Exercise description:
Write out all the records below again, substituting "Place a dot" for every "Drop a marker" and leaving everything else unchanged. Don't include the pictures.

################

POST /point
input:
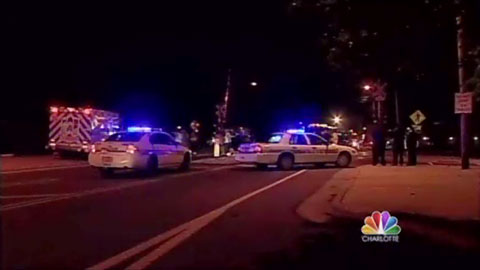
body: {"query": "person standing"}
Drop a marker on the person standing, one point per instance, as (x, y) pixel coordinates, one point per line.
(378, 147)
(412, 140)
(398, 145)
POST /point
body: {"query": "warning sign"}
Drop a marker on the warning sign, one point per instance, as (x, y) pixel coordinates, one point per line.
(463, 102)
(417, 117)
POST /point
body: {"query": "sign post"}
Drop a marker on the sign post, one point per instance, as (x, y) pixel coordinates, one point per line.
(417, 117)
(463, 103)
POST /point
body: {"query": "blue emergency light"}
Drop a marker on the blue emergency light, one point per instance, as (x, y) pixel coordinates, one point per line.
(139, 129)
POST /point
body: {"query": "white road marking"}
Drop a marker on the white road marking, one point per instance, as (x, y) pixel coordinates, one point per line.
(177, 235)
(6, 197)
(44, 169)
(102, 190)
(26, 183)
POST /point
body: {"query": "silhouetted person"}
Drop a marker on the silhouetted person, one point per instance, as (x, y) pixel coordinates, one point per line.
(398, 145)
(378, 147)
(412, 139)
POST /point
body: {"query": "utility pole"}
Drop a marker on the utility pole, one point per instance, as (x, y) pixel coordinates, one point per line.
(464, 134)
(397, 110)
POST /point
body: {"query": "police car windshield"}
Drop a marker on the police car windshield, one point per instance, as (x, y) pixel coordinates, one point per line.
(275, 138)
(126, 137)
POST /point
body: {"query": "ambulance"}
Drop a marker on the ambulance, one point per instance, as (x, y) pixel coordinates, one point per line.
(77, 129)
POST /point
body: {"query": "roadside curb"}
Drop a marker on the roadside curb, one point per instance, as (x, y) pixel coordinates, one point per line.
(326, 202)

################

The response:
POST /point
input:
body: {"query": "person standing"}
Place a dot on the person standing, one point per instance, as (x, y) pixel coordinates, one point per line.
(378, 147)
(412, 140)
(398, 145)
POST /point
body: {"query": "warning sign"}
Place a dot on the warning sign, one point per instance, as (x, y) pixel coordinates, one point per line.
(463, 102)
(417, 117)
POST /point
body: {"query": "sign post"}
Place a dot on the sign post, one point per instance, as (x, y) pixel coordinates, one point per line.
(417, 117)
(463, 103)
POST /point
body: {"query": "blue emergency light"}
Place a dot on the blue emergency light, one point per instance, as (x, y) pixel coordinates, one point per line.
(139, 129)
POST /point
body: {"query": "white road marking"}
Place a dot on the white road marking, one point per instance, as (x, y) pixel coordinates, one point per line.
(177, 235)
(6, 197)
(44, 169)
(102, 190)
(26, 183)
POST /point
body: {"query": "silhouetted person"}
Place a dot on the silhouetted person, one point per instance, as (x, y) pixel coordinates, one point per line.
(398, 145)
(378, 147)
(412, 139)
POST /point
body: {"query": "utility pole"}
Place a dot on the utility pole, one point per instance, as (x, y) pixel coordinates, one point per line.
(464, 134)
(397, 110)
POST /point
body: {"query": "police car windshield"}
Place a dot on the police car windshield, one point per instance, as (x, y) pixel coordinates, one point per line.
(275, 138)
(126, 137)
POST /point
body: {"query": "ambulance"}
Place a dot on the ambulance, one point per instance, as (x, y) pixel coordinates, one point per line.
(77, 129)
POST /point
body: {"query": "roadside curb"}
Place a dot on the roadside curb, one point per instance, as (x, y) pixel coordinates, one point per line.
(326, 202)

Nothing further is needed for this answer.